**MATERIAL SUPPLIED:**
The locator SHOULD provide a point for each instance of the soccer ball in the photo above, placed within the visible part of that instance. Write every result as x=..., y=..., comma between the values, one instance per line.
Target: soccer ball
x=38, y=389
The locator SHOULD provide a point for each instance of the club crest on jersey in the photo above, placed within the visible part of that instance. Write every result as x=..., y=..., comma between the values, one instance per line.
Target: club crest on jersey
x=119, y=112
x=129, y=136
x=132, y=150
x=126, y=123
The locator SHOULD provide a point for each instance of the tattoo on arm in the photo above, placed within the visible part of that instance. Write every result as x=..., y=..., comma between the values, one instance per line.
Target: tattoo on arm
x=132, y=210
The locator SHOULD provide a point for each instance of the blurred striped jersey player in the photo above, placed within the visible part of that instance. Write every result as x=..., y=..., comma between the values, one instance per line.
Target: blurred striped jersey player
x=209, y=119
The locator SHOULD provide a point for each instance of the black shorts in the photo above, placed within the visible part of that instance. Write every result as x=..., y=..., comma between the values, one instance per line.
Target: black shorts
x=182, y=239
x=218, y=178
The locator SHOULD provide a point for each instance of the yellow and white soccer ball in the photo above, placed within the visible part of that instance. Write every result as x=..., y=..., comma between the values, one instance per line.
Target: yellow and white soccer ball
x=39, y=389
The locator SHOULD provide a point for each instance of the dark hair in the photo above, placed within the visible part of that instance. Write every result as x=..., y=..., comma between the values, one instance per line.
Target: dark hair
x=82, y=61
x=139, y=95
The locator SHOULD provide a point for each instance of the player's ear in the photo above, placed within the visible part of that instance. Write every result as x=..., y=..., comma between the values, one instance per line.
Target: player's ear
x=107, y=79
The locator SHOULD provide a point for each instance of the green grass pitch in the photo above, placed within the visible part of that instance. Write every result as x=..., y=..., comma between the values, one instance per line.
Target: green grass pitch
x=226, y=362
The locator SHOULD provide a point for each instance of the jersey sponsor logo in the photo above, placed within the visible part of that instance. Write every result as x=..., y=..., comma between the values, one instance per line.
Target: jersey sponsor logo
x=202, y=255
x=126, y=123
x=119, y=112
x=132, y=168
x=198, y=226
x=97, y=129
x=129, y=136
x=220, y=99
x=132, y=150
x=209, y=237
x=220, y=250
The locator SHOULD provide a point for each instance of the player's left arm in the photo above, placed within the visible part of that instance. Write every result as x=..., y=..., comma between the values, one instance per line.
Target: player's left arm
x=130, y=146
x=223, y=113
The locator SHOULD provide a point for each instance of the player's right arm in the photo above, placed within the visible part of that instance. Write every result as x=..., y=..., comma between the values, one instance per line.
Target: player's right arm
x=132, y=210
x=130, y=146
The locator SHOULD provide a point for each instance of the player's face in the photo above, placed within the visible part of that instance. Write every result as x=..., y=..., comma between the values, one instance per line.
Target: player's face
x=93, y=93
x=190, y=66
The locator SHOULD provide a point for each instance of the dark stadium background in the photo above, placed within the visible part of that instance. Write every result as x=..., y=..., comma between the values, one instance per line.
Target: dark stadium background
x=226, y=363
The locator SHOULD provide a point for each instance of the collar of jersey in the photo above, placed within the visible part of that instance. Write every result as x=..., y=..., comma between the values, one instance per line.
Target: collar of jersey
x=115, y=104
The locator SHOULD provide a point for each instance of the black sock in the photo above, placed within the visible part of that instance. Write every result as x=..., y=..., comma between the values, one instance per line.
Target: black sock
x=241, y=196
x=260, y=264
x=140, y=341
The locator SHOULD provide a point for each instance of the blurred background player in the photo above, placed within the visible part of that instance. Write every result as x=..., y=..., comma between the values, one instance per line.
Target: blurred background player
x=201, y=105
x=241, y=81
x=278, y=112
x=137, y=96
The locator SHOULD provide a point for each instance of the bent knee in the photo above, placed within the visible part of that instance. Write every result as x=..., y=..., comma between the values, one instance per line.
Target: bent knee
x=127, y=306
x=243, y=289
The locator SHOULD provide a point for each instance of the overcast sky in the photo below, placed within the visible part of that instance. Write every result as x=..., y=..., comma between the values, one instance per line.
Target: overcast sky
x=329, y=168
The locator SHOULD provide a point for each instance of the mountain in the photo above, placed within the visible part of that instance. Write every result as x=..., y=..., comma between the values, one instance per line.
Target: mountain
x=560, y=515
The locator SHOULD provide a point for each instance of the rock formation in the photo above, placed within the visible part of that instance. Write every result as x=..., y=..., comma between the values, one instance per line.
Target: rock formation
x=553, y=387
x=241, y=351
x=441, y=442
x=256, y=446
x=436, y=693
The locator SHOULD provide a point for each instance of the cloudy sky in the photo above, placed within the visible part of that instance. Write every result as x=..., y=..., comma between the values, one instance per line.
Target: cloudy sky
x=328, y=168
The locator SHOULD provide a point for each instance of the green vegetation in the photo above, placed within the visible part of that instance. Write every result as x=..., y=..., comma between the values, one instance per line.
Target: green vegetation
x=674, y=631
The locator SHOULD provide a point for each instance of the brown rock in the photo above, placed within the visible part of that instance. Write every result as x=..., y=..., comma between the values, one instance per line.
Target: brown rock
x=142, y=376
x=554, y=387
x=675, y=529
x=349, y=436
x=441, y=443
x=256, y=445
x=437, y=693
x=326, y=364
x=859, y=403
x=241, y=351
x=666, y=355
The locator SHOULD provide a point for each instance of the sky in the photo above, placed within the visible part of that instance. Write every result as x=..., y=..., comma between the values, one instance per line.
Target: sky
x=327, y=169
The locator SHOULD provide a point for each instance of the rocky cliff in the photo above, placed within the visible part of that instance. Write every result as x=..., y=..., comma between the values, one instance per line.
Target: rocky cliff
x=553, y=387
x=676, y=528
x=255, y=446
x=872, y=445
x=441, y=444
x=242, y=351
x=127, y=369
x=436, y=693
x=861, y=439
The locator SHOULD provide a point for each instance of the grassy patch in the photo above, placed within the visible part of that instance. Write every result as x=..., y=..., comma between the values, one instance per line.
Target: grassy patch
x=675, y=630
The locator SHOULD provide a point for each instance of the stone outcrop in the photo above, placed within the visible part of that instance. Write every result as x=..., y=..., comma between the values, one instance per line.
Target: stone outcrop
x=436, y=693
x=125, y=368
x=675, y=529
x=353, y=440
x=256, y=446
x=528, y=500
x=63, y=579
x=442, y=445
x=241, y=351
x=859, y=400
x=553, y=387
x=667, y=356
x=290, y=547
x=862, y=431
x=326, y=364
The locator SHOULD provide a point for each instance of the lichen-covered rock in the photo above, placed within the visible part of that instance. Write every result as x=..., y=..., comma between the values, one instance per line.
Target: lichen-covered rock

**EXERCISE GOAL:** Copy word for word the stretch of the items above from the line containing "of the rocky" through the line containing "Target: rocky cliff", and write out nothing else.

**REPLY:**
The locator SHOULD provide a point for each instance of the rocky cliff in the photo above, placed within the visible part of that instance. Write every result as x=..., y=..., comma between the values, one instance per line.
Target: rocky cliff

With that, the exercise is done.